トリックスターズD (メディアワークス文庫)

トリックスターズD (メディアワークス文庫)

  • 作者: 久住 四季
  • 出版社/メーカー: KADOKAWA
  • 発売日: 2016/02/25
  • メディア: 文庫

<カバー裏あらすじ>
世界がひっくり返る驚きを味わう!
西洋文化史の異端の系譜「魔学」を説く、風変わりな青年教授。そして、不本意ながら先生の助手に収まったぼく。推理小説を象った魔術師の物語、待望の復刊第3弾。
学園祭という日常の非日常で起きる奇妙な監禁事件。それに二人が関わると展開はもう予測不可能!
ソリッドシチュエーションをあざ笑う奇抜な設定に幻惑され、めまいを起こすこと間違いなし。現実と虚構の境界が曖昧になり、読んでいる者も狐につままれる。衝撃のラストは必見!


2023年5月に読んだ10冊目の本です。
久住四季の「トリックスターズD」 (メディアワークス文庫)

「トリックスターズ」 (メディアワークス文庫)(感想ページはこちら
「トリックスターズL」 (メディアワークス文庫)(感想ページはこちら)
に続くシリーズ第3作。

今回の舞台は城翠学園の学園祭、城翠祭。
巻頭にまえがきがあり、
「本作には、『トリックスターズ』『トリックスターズL』の二作を読了したあとにこそ真の面白みを味わえる、ある仕掛けが施されています。」
と書かれています。
続く目次は
「in the "D"aylight」 という章と、「in the "D"ark」という章に分かれています。

§ **短い課題**:
上にある「トリックスターズD」の感想の続きを、最後の文のあとから書いてください。

§ **データ**:
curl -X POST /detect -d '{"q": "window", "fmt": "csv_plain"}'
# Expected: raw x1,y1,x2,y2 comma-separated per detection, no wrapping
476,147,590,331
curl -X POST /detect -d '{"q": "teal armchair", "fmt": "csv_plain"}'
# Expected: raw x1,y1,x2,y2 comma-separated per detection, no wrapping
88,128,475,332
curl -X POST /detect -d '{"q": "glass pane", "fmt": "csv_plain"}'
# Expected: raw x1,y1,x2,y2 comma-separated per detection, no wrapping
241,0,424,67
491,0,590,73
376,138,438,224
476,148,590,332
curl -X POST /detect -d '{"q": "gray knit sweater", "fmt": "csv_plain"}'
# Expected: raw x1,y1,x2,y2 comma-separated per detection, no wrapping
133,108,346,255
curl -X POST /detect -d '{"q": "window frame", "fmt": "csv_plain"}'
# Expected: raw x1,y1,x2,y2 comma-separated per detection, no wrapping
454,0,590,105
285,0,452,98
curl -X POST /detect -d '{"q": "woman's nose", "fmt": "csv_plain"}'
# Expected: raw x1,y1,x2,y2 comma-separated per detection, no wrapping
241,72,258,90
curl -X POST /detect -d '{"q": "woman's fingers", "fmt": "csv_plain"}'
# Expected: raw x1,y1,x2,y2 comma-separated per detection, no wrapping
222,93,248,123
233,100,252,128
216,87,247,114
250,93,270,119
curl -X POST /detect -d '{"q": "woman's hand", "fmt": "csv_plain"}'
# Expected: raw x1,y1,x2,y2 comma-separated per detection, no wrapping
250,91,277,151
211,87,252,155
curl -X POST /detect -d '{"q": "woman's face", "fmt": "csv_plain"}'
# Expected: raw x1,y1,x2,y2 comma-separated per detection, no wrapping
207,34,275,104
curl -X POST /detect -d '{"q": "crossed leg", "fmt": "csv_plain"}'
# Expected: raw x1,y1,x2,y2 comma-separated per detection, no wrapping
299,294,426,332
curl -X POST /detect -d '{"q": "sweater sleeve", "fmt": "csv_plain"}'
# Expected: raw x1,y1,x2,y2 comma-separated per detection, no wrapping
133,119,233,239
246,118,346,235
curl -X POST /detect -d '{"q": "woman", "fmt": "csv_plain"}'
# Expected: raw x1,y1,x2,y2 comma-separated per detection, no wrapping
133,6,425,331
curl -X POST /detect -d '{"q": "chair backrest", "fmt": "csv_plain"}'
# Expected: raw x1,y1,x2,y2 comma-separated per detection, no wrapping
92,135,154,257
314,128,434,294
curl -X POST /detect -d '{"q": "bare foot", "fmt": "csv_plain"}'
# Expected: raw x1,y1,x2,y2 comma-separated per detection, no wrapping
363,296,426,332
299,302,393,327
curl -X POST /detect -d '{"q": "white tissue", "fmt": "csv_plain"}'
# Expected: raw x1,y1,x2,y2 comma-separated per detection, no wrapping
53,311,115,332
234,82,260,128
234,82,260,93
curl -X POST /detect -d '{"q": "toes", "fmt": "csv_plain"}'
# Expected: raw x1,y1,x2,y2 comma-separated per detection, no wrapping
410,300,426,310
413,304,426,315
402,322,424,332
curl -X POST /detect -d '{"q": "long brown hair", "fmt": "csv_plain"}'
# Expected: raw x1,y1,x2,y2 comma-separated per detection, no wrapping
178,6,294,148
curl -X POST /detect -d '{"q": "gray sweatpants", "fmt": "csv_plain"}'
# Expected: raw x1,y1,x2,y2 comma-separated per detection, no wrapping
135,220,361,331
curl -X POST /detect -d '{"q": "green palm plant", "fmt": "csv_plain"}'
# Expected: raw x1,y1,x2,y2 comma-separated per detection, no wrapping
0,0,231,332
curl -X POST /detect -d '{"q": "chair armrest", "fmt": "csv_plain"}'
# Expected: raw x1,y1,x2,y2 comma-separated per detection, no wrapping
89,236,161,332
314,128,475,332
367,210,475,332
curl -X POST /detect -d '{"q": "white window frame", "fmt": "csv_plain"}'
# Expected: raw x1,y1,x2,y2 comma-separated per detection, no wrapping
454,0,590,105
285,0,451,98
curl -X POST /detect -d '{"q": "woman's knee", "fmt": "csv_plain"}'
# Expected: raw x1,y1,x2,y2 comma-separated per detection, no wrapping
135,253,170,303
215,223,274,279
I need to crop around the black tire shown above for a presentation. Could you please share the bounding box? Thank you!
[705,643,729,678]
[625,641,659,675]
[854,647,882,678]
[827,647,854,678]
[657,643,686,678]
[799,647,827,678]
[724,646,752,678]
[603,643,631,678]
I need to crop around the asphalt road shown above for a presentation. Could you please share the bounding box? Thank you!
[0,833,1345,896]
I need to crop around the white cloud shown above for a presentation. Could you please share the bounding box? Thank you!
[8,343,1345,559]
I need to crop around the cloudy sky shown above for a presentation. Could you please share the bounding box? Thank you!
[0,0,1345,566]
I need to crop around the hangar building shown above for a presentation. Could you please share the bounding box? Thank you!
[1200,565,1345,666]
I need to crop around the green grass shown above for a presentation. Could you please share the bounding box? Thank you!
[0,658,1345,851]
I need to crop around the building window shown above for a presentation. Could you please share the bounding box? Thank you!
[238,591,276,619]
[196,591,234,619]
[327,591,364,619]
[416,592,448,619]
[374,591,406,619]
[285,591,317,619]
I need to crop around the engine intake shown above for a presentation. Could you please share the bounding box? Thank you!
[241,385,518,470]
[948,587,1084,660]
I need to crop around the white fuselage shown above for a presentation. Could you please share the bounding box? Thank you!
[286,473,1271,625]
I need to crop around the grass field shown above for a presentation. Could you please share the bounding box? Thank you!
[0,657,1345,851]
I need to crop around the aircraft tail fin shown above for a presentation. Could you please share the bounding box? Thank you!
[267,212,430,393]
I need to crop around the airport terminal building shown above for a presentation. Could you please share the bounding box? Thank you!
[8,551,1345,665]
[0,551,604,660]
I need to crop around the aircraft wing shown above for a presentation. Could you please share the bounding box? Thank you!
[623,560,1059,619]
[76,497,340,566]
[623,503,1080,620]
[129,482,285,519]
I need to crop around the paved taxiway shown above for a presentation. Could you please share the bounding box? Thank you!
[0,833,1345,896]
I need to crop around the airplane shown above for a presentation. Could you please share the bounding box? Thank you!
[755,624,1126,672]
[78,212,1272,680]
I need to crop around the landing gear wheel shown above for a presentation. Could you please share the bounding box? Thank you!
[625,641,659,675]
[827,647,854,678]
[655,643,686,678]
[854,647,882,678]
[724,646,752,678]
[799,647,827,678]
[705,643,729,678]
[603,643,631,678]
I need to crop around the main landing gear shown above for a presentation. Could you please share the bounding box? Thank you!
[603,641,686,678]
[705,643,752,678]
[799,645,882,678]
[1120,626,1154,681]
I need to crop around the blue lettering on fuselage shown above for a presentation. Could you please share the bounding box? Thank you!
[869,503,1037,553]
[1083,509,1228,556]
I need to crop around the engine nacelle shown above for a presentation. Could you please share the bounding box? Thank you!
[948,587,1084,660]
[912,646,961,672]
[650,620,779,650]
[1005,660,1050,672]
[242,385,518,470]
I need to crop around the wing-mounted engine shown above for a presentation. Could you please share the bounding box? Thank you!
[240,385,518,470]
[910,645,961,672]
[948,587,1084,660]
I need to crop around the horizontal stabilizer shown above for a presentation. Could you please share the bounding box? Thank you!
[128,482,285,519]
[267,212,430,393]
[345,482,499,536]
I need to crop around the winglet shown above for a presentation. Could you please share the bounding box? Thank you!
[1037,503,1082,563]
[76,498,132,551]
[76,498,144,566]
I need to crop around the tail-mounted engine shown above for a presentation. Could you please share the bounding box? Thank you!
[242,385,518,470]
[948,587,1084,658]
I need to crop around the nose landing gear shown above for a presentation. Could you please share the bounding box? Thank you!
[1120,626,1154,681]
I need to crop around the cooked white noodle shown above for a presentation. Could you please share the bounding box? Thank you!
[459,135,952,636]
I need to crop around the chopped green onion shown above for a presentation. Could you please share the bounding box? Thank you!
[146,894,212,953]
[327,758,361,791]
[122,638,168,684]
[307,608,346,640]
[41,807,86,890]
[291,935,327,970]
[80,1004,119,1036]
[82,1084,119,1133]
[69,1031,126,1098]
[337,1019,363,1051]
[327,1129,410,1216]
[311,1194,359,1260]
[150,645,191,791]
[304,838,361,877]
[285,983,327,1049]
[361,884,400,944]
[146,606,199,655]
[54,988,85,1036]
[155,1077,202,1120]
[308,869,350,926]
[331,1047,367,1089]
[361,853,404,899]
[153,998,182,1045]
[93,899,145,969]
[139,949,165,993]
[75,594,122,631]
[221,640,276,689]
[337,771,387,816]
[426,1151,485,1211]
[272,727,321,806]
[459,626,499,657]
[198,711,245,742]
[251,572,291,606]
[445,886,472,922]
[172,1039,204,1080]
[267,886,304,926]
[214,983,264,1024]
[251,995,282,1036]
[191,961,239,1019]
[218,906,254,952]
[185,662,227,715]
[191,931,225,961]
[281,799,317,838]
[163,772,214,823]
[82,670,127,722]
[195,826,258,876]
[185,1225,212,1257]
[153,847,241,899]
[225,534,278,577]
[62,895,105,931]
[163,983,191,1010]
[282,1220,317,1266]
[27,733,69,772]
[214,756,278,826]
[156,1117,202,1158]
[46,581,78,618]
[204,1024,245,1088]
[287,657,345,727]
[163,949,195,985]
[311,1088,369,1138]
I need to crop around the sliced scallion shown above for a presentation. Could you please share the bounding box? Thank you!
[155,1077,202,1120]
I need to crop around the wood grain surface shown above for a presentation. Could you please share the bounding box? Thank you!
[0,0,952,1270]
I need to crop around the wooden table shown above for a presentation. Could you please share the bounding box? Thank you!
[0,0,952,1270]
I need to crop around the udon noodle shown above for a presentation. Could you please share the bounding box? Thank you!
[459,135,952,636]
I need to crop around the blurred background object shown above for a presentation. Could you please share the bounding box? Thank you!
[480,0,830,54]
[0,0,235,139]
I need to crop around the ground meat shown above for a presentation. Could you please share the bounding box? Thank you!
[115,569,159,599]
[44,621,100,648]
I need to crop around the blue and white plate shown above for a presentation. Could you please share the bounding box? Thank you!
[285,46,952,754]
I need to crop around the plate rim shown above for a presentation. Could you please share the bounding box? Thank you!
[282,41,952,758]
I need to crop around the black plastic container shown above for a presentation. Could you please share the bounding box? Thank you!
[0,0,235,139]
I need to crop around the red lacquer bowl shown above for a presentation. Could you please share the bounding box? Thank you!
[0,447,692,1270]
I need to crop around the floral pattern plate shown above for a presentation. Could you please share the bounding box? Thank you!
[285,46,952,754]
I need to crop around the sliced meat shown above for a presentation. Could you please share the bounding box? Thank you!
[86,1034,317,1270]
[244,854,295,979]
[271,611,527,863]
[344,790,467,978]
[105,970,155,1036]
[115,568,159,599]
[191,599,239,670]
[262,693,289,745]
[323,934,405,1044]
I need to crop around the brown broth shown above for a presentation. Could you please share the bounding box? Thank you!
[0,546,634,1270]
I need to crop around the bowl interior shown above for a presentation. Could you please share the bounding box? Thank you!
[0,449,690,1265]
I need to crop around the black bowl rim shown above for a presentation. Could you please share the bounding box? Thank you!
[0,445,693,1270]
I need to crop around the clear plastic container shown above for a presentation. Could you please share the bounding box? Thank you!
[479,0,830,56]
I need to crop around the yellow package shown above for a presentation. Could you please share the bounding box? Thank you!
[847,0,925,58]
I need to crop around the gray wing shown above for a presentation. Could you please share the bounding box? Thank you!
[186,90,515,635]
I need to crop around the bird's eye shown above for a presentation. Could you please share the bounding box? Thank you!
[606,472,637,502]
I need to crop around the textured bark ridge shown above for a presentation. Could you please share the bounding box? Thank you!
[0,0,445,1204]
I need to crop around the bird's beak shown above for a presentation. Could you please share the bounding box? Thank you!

§ **課題の答え**:
「in the "D"ark」が総合科学部A棟の闇に閉じ込められた周たちの物語で、「in the "D"aylight」はその前後の話となっています。
そして周と凛々子の友人で、推理小説研究会に所属する扇谷(おうぎがやつ)いみなが、「トリックスターズ」「トリックスターズL」と題するミステリをものにしていて、ミス研の批評会で取り上げられていた。その作品は、現実をモデルとした実名小説で、このシリーズの前作、前々作の内容のよう。
「in the "D"aylight」 「in the "D"ark」と章が分かれているのも、この「作中作」を反映したものなのだな、と推測できます。

シリーズ第3作で作中作を扱う、という建付けからして、すぐに綾辻行人の《館》シリーズを連想したのですが、《館》シリーズについてはあとがきでも触れられていました。
作中作って、難しいと思うんですよね、書くのも、読むのも。
実は読後すぐは「あまり感心できないな」という感想を抱いたのです。
というのも、作中作と分かった段階で、まえがきでいう「ある仕掛け」の凡その見当がついたと思ったからです。
そしてその部分はその通りだったからです。
非常に慎重に、そして細かいところまで作りこまれていますが、サプライズという点は甘いと考えたのです。

しかし、感想を書こうとして振り返ってみて、誤解していたことに気づきました。
話が進んでいくと、作中に展開する現実と、我々読者が認識している「トリックスターズ」の物語とに齟齬があることがわかってきます(いみなによる実名小説は、我々読者が認識している方のようです)。
とすると、「トリックスターズD」の構造は、「in the "D"aylight」 の世界と、魔術師によって封じ込められた「in the "D"ark」の世界と、既存の『トリックスターズ』『トリックスターズL』を作中作として取り込んだ3層構造になっているのを、単純な「作中作」ものだと誤読していたと思えてきました。
この3層がどのように重なり、あるいはずれ、どのように互いに影響を与えているかを読み解くべき物語だったのですね。
少々ネタバレ気味ですが、現実と作中作の位置づけの位相をずらしてみせた作品として印象に残りました。
「作中作」は、たしかに仕掛けの重要な一部なのですが、読者をだますための仕掛けではなく、読者(とある登場人物)に真相を気づかせるための仕掛けになっていた点も興味深いです。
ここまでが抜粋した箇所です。